** PROBLEM TO SOLVE **
Can you turn the paragraph in the paper summary that begins "This paper explores" into a short bulleted list that keeps its main facts?

# An attempt to physical science basis of climate changes in early   Seventeenth century and the influence the Little Ice Age in south Italy

**Authors:** V. Carbone, L. Parisoli, R. Cirino, T. Alberti, F. Lepreti, A. Vecchio

arXiv: 1701.04071 · 2017-01-17

## TL;DR

This paper explores early 17th-century Italian scientific writings to understand historical climate variations and the influence of the Little Ice Age in southern Italy, highlighting early attempts at climate interpretation based on physical science principles.

## Contribution

It presents evidence that a 1615 Italian treatise by Foscarini was an early systematic effort to interpret climate changes through physical environmental effects and solar relationships.

## Key findings

- Early 17th-century Italian text discusses climate change concepts.
- Evidence of initial scientific interpretation of climate variability.

** DATA LINES **
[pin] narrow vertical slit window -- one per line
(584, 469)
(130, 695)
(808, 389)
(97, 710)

** THE SOLUTION **
- Examines early 17th-century Italian scientific writings
- Seeks to understand historical climate variations and the influence of the Little Ice Age in southern Italy
- Highlights early attempts to interpret climate using physical science principles